● **SET EXERCISE 1**
Edit the records below, from the line with "on the beaded" up to and including the last line of the records, so that "Note for the class" becomes "Note for the group". Change nothing else, and return only those lines.

###

Floating rate funds are best in a rising interest rate scenario because the interest rate on underlying bonds would tend to be reset to higher levels
Floating rate funds are debt funds that must invest a minimum of 65% of their portfolio in floating rate instruments. As per the Association of Mutual Funds in India (AMFI) data, floating rate funds see strong inflows despite tighter liquidity conditions. These funds saw a net inflow of around Rs 10,000 crore in the last month and took the overall net asset management of the floater category to Rs 94,751 crore.
These funds aim to generate returns by creating a portfolio that is primarily invested in floating rate instruments such as debt and money market instruments, including fixed coupon instruments that are converted to floating rates by using swaps. Let us discuss the same in detail.
A floating rate fund provides diversification to an investor’s fixed-income portfolio because the fund invests in different types of debt instruments with variable interest rates, thereby reducing overall portfolio risk. Another advantage of investing in floating rate funds is that it minimises duration risk. Duration risk is the risk of loss due to an increase in interest rates in the current market when investors have already invested in longer-duration fixed-income securities.

###

● **SET EXERCISE 2**
Resume the text on floating rate funds from where it stops.

###

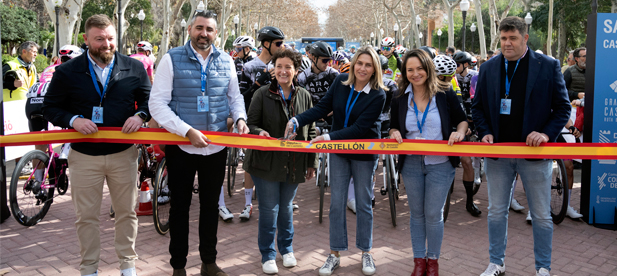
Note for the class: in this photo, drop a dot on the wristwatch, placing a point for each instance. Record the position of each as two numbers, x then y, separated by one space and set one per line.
142 115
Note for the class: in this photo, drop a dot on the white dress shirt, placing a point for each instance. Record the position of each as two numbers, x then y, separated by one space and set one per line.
160 97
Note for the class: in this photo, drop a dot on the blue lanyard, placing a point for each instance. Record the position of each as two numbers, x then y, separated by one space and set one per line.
285 100
96 84
424 114
204 73
508 81
349 108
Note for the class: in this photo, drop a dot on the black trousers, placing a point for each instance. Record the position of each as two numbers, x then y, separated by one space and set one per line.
181 168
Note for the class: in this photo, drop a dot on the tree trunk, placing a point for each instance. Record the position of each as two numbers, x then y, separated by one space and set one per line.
165 40
549 50
481 36
67 17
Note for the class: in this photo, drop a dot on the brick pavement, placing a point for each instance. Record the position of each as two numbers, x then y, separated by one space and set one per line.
51 248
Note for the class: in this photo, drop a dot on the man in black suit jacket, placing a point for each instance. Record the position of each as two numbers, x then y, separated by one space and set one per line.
520 97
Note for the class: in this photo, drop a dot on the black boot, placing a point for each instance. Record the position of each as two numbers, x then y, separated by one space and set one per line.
471 207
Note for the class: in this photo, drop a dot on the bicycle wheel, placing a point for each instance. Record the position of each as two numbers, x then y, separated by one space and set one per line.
559 192
391 190
28 200
161 200
322 184
232 166
446 208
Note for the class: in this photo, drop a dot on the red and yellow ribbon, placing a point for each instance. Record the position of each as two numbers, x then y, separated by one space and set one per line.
376 146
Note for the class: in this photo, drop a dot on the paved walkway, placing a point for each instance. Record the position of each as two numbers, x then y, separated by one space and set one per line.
51 247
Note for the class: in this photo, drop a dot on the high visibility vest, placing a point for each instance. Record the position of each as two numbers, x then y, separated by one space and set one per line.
29 80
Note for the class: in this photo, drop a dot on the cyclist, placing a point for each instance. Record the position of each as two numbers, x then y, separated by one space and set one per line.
144 49
338 60
470 177
255 73
320 77
34 104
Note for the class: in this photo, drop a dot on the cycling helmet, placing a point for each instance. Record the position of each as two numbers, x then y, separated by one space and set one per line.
321 49
70 51
339 56
144 45
269 34
444 65
429 50
384 62
387 42
305 65
462 57
244 41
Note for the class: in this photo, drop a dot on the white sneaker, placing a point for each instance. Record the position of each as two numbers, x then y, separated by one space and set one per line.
246 213
368 264
351 204
225 214
573 213
269 267
543 272
494 270
289 260
330 265
514 205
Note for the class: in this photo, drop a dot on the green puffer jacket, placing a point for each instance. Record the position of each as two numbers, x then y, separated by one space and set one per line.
267 112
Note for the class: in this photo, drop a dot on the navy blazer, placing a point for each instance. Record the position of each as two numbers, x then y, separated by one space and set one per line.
450 111
547 108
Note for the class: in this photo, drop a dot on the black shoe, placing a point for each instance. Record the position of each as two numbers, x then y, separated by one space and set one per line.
473 210
211 270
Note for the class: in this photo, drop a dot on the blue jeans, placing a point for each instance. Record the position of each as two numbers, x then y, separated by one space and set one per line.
275 213
427 188
341 170
536 177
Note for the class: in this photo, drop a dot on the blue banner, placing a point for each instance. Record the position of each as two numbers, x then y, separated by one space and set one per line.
603 190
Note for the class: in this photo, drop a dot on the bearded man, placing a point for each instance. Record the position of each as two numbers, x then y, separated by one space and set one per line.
101 88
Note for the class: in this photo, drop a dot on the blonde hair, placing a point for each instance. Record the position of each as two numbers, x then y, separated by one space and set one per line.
432 84
376 80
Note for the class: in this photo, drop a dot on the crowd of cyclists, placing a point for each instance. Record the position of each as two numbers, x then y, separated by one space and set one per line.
385 73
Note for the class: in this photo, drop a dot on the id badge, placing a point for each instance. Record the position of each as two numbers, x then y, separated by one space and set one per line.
97 115
505 106
202 104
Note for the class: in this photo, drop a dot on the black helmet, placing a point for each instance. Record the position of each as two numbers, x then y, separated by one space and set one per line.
462 57
321 49
429 50
384 62
269 34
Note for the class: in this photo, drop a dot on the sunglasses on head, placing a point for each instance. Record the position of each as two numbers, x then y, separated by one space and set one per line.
66 52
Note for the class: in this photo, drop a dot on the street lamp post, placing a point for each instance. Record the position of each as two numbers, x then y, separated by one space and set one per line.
528 20
473 30
183 25
395 33
57 3
141 15
464 8
236 21
439 35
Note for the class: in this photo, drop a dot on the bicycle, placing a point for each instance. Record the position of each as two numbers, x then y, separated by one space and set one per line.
30 199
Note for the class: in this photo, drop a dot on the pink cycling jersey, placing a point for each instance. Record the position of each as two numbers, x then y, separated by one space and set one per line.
148 64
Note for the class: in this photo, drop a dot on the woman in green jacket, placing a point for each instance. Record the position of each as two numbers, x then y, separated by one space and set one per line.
277 173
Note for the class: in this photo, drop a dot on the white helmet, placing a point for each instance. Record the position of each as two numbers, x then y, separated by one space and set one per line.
70 51
244 41
444 65
144 45
387 42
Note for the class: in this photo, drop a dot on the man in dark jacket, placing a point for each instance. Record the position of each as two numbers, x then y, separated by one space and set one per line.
101 88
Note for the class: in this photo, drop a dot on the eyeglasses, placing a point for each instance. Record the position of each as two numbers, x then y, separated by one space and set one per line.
66 52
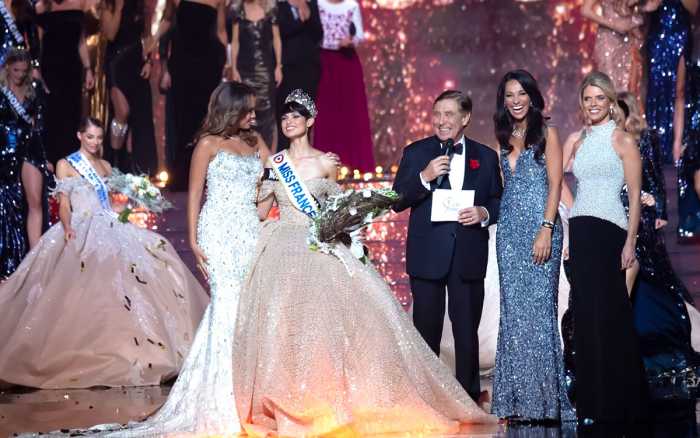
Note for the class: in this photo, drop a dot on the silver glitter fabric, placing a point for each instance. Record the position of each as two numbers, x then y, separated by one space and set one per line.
326 349
599 177
114 306
201 402
529 381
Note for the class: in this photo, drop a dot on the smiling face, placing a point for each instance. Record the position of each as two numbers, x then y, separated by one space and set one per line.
449 120
516 100
91 140
294 125
17 73
596 105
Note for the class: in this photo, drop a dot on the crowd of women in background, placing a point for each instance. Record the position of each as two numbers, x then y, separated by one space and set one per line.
48 70
647 48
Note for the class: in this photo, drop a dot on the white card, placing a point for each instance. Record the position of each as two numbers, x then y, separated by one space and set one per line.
448 203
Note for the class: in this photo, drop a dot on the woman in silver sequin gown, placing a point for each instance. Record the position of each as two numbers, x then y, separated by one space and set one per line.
610 382
529 382
223 237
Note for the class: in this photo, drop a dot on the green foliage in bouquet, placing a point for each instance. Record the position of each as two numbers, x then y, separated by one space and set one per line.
344 215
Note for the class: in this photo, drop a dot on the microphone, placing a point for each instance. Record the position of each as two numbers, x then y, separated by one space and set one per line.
449 150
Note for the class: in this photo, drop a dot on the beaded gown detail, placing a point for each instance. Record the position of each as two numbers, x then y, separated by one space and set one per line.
115 306
661 300
616 54
323 346
529 381
20 141
668 40
201 402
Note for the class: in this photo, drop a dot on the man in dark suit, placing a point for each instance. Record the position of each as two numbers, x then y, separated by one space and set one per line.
301 32
450 255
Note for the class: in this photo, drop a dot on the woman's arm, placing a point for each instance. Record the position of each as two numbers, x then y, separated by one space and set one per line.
357 22
623 25
568 153
277 45
221 22
201 156
626 147
110 20
64 170
542 247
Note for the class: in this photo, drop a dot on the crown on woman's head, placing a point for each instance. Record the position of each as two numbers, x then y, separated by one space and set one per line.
302 98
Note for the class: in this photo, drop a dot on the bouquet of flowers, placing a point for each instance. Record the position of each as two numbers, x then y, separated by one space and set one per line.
343 216
139 190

###

● **WRITTEN REPLY 1**
Note for the group: in this photo, drop a dot on the beaded gown detail, placing a point for each instance. Record the position of each as two numbers, x then y, separated by one space and set one per line.
115 306
661 300
616 54
323 346
529 381
20 141
668 40
201 402
Note for the group: in this photo, drop a dot on the man in dark suit, placing a point for each instance. Record the position of each as two numbers, x then y, separated by one space and set one per line.
301 32
450 255
Note for the group: in this photo, drop a dot on the woman's arm, placing a point for each instance. Record the position of each as two numbers, x then y, separated by one space and set one per line.
357 22
623 25
568 153
277 45
221 22
201 156
626 147
110 20
64 170
542 247
Note for the group: in this photo, drop a dot on the crown on woman's head, placing a point for each instance. Record the position of each as two numbers, x then y, separated by one space and set one per line.
302 98
Note for the group: in this photo, drop a dot on the bouquet of flowers, placing a point for each instance. Record the position of each as two numbers, x then y, separated by one space and set one per line.
343 216
139 190

● **WRITTEN REPLY 2**
This is often known as the risk of mark-to-market (MTM). So, in situations where the interest rate is rising, your investment in floating rate funds offers lower duration risk as compared to longer-term fixed-income instruments.
At the same time, the reverse can happen in a falling interest rate scenario. The open-ended nature of a floating rate fund provides investors more flexibility in terms of entry and exit and the time of staying invested. The expense ratio on these funds ranges from 0.22% to 1.32%.
Linked to benchmark interest rate
The returns from a floating rate fund are linked to the benchmark interest rate. So, in a rising interest rate environment, investment in floating rate funds could generate higher returns than other fixed-income funds. However, when the interest rates fall, returns from a floating rate fund can be lower than other fixed-income funds. Thus, the floating rate fund provides flexibility and self-adjusting features to the changing interest rate environment.
As per the regulations, 65% of the portfolio is invested in floating rate instruments. The balance of 35% is invested into fixed-rate debt instruments. So, it is essential to scrutinise what the balance 35% of the portfolio holds because sometimes the funds to generate better return could probably be invested in lower-rated bonds, which could expose the entire fund to credit risk.
For whom is it suitable?
Floating rate funds are most suited in a rising interest rate scenario because the interest rate on underlying bonds would tend to be reset to higher levels, thereby acting as a hedge to rising interest rates which would tend to negatively impact fixed-rate bonds or the bonds on which the interest rates are fixed. The fund aims to create a portfolio of optimal credit quality along with lower net duration risk, enabling investors to earn competitive returns as compared to similar duration investment avenues.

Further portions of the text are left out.